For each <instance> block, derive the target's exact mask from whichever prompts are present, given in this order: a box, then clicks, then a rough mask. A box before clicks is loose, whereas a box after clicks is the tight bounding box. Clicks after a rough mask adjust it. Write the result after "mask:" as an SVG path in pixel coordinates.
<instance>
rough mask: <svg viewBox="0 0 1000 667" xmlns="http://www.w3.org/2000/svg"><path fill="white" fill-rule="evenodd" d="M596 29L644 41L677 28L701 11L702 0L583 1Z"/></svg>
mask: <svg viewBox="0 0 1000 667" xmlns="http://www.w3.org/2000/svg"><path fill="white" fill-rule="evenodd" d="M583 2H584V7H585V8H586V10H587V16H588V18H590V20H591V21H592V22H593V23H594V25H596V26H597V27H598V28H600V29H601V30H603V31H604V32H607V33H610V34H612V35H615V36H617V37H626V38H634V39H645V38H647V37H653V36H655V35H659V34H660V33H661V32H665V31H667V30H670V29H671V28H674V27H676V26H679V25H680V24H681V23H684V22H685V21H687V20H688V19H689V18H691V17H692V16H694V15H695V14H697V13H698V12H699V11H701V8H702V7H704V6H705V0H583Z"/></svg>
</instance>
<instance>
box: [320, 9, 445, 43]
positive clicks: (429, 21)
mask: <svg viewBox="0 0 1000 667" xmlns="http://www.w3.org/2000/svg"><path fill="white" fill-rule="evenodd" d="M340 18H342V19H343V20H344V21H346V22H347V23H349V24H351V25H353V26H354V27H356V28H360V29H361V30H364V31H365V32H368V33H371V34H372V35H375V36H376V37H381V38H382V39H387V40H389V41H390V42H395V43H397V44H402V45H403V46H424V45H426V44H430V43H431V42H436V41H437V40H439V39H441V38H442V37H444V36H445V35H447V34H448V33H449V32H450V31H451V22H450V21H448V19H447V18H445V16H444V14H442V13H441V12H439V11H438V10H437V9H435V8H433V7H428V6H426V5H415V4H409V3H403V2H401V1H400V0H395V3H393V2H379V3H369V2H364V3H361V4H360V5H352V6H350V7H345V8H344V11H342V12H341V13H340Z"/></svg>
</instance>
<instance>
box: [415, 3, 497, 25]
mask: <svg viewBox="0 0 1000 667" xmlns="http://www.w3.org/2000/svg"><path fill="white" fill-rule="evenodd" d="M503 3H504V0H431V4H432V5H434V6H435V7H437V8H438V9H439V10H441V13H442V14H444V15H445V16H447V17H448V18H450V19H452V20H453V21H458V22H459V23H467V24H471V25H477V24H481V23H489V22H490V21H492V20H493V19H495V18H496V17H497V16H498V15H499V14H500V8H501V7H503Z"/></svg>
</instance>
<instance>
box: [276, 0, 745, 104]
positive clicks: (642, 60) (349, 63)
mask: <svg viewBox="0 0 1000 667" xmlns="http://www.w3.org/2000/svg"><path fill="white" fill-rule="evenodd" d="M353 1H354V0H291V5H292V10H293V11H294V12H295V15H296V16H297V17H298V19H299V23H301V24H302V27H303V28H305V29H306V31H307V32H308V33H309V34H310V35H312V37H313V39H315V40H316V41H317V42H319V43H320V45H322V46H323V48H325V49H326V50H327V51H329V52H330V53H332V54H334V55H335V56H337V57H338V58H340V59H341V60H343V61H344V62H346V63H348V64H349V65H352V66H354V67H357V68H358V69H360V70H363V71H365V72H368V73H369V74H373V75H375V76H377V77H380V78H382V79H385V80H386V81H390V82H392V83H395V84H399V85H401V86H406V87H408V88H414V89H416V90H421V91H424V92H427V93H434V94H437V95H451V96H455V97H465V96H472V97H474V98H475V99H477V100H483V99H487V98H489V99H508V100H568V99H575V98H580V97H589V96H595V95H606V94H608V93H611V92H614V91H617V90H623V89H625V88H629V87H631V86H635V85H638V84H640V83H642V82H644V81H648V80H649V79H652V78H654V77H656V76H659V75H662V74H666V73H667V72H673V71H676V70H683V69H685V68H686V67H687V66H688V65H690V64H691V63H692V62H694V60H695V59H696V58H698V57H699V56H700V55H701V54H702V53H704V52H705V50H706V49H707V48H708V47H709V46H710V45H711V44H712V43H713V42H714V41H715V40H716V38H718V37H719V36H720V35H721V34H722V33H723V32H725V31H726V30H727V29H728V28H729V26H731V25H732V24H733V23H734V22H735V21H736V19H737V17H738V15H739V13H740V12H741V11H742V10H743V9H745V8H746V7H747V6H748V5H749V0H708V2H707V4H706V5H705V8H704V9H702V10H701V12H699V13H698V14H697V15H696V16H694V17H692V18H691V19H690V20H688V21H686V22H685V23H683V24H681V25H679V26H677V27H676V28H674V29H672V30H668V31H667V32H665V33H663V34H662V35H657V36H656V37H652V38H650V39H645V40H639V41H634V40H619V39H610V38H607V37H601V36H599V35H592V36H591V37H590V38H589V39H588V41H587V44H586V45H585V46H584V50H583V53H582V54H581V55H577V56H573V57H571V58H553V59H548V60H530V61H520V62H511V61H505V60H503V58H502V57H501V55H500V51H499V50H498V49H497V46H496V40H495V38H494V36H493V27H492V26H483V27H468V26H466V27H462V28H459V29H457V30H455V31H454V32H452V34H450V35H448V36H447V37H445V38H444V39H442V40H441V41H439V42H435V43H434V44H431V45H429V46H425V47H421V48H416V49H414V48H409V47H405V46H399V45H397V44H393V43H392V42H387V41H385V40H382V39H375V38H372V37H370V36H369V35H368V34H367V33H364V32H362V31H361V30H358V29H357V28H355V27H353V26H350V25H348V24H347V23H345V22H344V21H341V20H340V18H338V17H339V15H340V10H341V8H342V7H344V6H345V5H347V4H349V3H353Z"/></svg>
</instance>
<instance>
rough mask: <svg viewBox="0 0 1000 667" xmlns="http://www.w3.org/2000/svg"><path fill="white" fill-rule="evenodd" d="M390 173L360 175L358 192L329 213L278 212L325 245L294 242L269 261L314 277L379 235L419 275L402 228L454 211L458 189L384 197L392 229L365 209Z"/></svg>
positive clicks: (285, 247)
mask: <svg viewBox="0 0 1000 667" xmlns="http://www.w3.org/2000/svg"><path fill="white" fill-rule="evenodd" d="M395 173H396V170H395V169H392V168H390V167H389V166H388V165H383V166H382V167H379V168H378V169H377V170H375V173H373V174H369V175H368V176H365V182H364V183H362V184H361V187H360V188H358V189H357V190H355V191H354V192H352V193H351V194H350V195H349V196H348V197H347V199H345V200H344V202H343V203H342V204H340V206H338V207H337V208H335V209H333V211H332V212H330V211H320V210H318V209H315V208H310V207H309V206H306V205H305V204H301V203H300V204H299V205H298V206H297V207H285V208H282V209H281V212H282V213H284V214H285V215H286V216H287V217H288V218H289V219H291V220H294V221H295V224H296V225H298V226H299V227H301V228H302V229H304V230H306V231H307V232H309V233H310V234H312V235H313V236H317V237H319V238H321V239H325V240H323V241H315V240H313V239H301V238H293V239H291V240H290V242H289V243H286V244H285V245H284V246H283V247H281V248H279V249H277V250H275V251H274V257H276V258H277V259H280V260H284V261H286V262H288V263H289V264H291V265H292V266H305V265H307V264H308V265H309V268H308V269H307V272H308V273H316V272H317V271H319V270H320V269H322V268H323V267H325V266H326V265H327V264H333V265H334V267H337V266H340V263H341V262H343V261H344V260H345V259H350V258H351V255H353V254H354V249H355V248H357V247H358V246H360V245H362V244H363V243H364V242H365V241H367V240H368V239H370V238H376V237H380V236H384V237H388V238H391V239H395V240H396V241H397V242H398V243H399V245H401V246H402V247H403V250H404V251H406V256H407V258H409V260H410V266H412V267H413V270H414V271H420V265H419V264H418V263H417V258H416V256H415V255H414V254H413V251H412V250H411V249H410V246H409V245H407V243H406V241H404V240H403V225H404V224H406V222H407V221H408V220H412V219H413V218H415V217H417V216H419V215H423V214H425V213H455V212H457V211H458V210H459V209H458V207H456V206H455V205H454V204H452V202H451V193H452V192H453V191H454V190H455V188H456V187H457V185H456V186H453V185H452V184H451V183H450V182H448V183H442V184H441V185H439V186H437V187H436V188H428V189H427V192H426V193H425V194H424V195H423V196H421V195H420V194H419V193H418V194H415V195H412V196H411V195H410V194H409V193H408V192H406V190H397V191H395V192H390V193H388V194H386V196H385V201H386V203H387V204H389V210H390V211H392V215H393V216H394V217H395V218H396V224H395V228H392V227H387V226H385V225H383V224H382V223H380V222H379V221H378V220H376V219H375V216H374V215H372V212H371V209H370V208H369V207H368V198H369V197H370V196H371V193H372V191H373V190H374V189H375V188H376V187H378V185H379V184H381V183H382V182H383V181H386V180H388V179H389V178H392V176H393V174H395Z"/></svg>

========

- DIRECTIONS -
Within the listing above, extract exactly the lines from the line with "box: [415, 3, 497, 25]" to the line with "box: [276, 0, 745, 104]", the two named lines included, and no others.

- ANSWER SPACE -
box: [415, 3, 497, 25]
mask: <svg viewBox="0 0 1000 667" xmlns="http://www.w3.org/2000/svg"><path fill="white" fill-rule="evenodd" d="M503 3H504V0H431V4H432V5H434V6H435V7H437V8H438V9H439V10H441V13H442V14H444V15H445V16H447V17H448V18H450V19H452V20H453V21H458V22H459V23H467V24H471V25H477V24H481V23H489V22H490V21H492V20H493V19H495V18H496V17H497V16H498V15H499V14H500V8H501V7H503Z"/></svg>
</instance>
<instance>
box: [276, 0, 745, 104]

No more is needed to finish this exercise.